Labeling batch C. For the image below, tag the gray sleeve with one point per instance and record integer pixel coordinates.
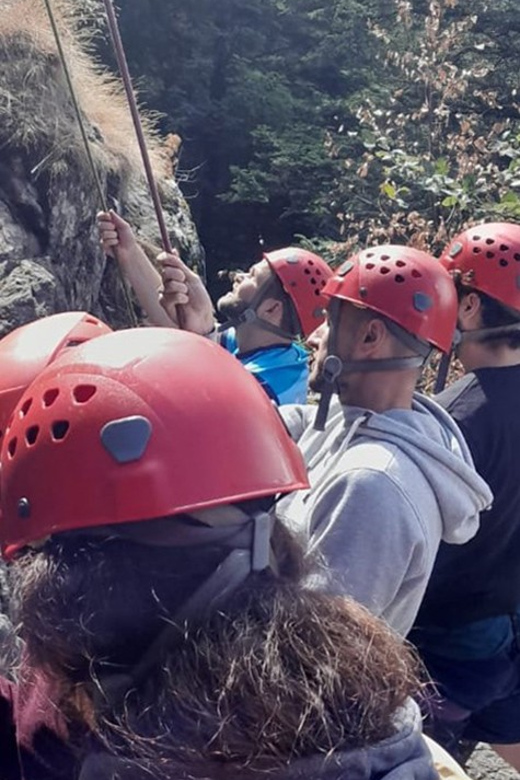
(297, 418)
(372, 543)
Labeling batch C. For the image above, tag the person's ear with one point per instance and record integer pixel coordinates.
(374, 334)
(470, 308)
(271, 309)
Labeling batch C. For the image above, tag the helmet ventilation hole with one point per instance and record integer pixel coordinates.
(60, 430)
(24, 411)
(83, 393)
(31, 437)
(50, 397)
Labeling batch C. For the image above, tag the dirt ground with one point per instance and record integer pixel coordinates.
(484, 764)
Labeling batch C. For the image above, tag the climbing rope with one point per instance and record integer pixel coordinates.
(124, 71)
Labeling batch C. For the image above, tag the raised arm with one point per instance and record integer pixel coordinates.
(118, 240)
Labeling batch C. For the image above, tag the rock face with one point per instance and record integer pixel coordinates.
(50, 259)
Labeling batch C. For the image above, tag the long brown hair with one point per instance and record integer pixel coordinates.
(280, 672)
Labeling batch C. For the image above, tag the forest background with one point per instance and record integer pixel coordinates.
(332, 123)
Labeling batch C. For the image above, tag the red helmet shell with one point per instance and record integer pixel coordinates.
(303, 276)
(404, 284)
(137, 425)
(27, 350)
(488, 257)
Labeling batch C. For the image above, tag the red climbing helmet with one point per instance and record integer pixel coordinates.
(27, 350)
(488, 258)
(137, 425)
(404, 284)
(303, 276)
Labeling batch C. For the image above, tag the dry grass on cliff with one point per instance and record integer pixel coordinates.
(36, 113)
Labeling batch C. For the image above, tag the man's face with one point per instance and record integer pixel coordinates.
(347, 334)
(245, 286)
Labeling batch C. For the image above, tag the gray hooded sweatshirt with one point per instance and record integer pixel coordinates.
(385, 489)
(404, 756)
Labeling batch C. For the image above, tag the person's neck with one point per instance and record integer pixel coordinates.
(475, 355)
(380, 391)
(250, 337)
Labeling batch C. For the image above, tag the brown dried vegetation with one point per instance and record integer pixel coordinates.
(32, 79)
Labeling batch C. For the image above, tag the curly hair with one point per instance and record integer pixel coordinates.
(279, 672)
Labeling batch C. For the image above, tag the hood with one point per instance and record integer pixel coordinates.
(426, 434)
(404, 756)
(434, 442)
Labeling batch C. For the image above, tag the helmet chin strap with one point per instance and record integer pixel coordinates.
(334, 367)
(480, 333)
(250, 315)
(251, 552)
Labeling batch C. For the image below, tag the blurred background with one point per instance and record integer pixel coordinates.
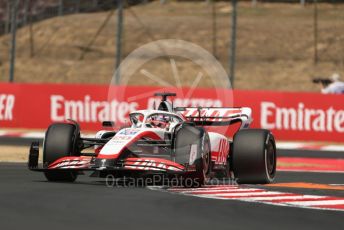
(279, 45)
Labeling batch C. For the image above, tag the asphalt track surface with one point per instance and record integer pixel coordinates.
(27, 201)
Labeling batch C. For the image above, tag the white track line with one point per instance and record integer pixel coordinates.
(316, 202)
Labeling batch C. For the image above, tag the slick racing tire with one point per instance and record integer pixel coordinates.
(61, 140)
(253, 157)
(191, 140)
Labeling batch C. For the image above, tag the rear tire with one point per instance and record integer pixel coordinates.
(254, 156)
(185, 137)
(61, 140)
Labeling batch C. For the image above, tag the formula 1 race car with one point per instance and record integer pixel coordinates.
(167, 141)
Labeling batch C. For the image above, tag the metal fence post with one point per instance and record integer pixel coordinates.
(77, 7)
(119, 39)
(14, 7)
(233, 44)
(214, 27)
(26, 11)
(8, 17)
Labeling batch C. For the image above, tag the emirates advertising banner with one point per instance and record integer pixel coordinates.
(290, 116)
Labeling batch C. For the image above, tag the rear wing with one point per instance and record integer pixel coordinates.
(217, 116)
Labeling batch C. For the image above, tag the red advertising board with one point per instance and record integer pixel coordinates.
(291, 116)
__________
Required task ▸ Format all the rows above as a Markdown table with the columns No. and Text, putting one numbered line in each table row and skipping blank lines. Leave the pictures out.

Exercise response ▸
| No. | Text |
|---|---|
| 1 | Labeling batch C. For the image below, tag the gray sleeve with one point per instance and record integer pixel coordinates. |
| 2 | (297, 418) |
| 3 | (372, 543) |
| 4 | Labeling batch C. For the image above, tag the person's ear with one point per instance and record integer pixel coordinates. |
| 5 | (374, 334) |
| 6 | (470, 308) |
| 7 | (271, 309) |
| 8 | Labeling batch C. For the image above, tag the helmet ventilation hole with one point per instance and record integer pixel coordinates. |
| 9 | (60, 430) |
| 10 | (24, 411) |
| 11 | (83, 393) |
| 12 | (31, 437) |
| 13 | (50, 397) |
| 14 | Labeling batch C. For the image above, tag the dirt ground with one point per instance and record integer pixel coordinates. |
| 15 | (484, 764) |
| 16 | Labeling batch C. For the image above, tag the climbing rope with one point per instance and record integer pixel coordinates. |
| 17 | (124, 71) |
| 18 | Labeling batch C. For the image above, tag the raised arm with one point per instance and record integer pixel coordinates. |
| 19 | (118, 240) |
| 20 | Labeling batch C. For the image above, tag the rock face with one point per instance and record integer pixel coordinates. |
| 21 | (50, 259) |
| 22 | Labeling batch C. For the image above, tag the long brown hair with one point per instance and record integer pixel coordinates. |
| 23 | (280, 672) |
| 24 | Labeling batch C. For the image above, tag the forest background with one point per instance and record integer pixel coordinates. |
| 25 | (332, 123) |
| 26 | Labeling batch C. For the image above, tag the red helmet shell with one point per instance and record integer pixel coordinates. |
| 27 | (303, 276) |
| 28 | (404, 284) |
| 29 | (137, 425) |
| 30 | (27, 350) |
| 31 | (488, 257) |
| 32 | Labeling batch C. For the image above, tag the red climbing helmet with one point per instance and record integer pixel coordinates. |
| 33 | (27, 350) |
| 34 | (488, 258) |
| 35 | (137, 425) |
| 36 | (404, 284) |
| 37 | (303, 276) |
| 38 | Labeling batch C. For the image above, tag the dry grass on cliff with one point per instance and record integer pixel coordinates. |
| 39 | (36, 113) |
| 40 | Labeling batch C. For the image above, tag the man's face with one point per instance and record integer pixel coordinates. |
| 41 | (347, 334) |
| 42 | (245, 286) |
| 43 | Labeling batch C. For the image above, tag the gray hooded sweatshirt with one point per instance and record integer pixel coordinates. |
| 44 | (385, 489) |
| 45 | (404, 756) |
| 46 | Labeling batch C. For the image above, tag the person's neck with one point per instance and record integer pixel coordinates. |
| 47 | (475, 355) |
| 48 | (380, 391) |
| 49 | (250, 337) |
| 50 | Labeling batch C. For the image above, tag the brown dried vegetation with one point per instance and record integer pixel coordinates. |
| 51 | (32, 79) |
| 52 | Labeling batch C. For the image above, tag the curly hair with one point per instance and record integer pixel coordinates. |
| 53 | (279, 672) |
| 54 | Labeling batch C. For the image above, tag the hood with one point per instance and record integer pixel coordinates. |
| 55 | (426, 434) |
| 56 | (404, 756) |
| 57 | (434, 442) |
| 58 | Labeling batch C. For the image above, tag the helmet chin strap with one point per instance and record integer pixel coordinates. |
| 59 | (334, 367) |
| 60 | (480, 333) |
| 61 | (250, 315) |
| 62 | (251, 552) |
| 63 | Labeling batch C. For the image below, tag the blurred background with one point per instance and record integer pixel coordinates. |
| 64 | (279, 45) |
| 65 | Labeling batch C. For the image above, tag the asphalt track surface with one point per instance and record integer pixel coordinates. |
| 66 | (27, 201) |
| 67 | Labeling batch C. For the image above, tag the white track line with one point per instance and record integer pixel coordinates. |
| 68 | (316, 202) |
| 69 | Labeling batch C. For the image above, tag the slick racing tire with one point per instance and record integer pixel coordinates. |
| 70 | (61, 140) |
| 71 | (253, 157) |
| 72 | (191, 140) |
| 73 | Labeling batch C. For the image above, tag the rear tire with one point per instance and record integer pixel coordinates. |
| 74 | (254, 156) |
| 75 | (185, 137) |
| 76 | (61, 140) |
| 77 | Labeling batch C. For the image above, tag the formula 1 race car with one point per instance and record integer pixel coordinates. |
| 78 | (167, 141) |
| 79 | Labeling batch C. For the image above, tag the metal fence post with one point per instance and record integer pixel coordinates. |
| 80 | (77, 7) |
| 81 | (119, 39) |
| 82 | (14, 7) |
| 83 | (233, 44) |
| 84 | (214, 27) |
| 85 | (26, 11) |
| 86 | (8, 17) |
| 87 | Labeling batch C. For the image above, tag the emirates advertising banner with one point per instance and record integer pixel coordinates. |
| 88 | (290, 116) |
| 89 | Labeling batch C. For the image above, tag the rear wing with one point per instance and record integer pixel coordinates. |
| 90 | (217, 116) |
| 91 | Labeling batch C. For the image above, tag the red advertising board with one point per instance and record integer pixel coordinates. |
| 92 | (291, 116) |